» **Your instructions**:
Skip the images and return the records below exactly.

» **Records provided**:
..............................

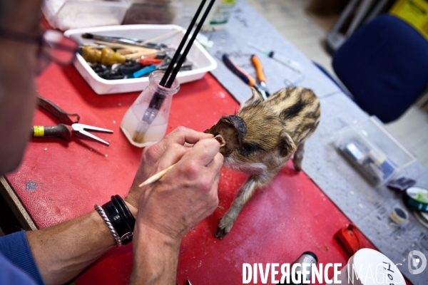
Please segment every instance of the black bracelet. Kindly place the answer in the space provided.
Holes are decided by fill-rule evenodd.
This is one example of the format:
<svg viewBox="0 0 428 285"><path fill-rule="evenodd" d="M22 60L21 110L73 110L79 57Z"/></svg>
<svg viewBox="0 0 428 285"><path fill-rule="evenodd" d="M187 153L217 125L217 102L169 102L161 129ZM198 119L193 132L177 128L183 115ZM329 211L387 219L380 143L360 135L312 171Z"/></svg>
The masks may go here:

..............................

» **Exercise response**:
Please segment every instance of the black bracelet. Kindly place the answer in the space provided.
Holes are decided by fill-rule evenodd.
This is one example of the format:
<svg viewBox="0 0 428 285"><path fill-rule="evenodd" d="M22 60L21 110L73 110L79 57Z"/></svg>
<svg viewBox="0 0 428 285"><path fill-rule="evenodd" d="M187 153L217 125L217 102L169 102L161 129ZM198 119L193 132L177 128L183 115ZM329 211L387 219L380 143L360 135L312 171Z"/></svg>
The masks may go here:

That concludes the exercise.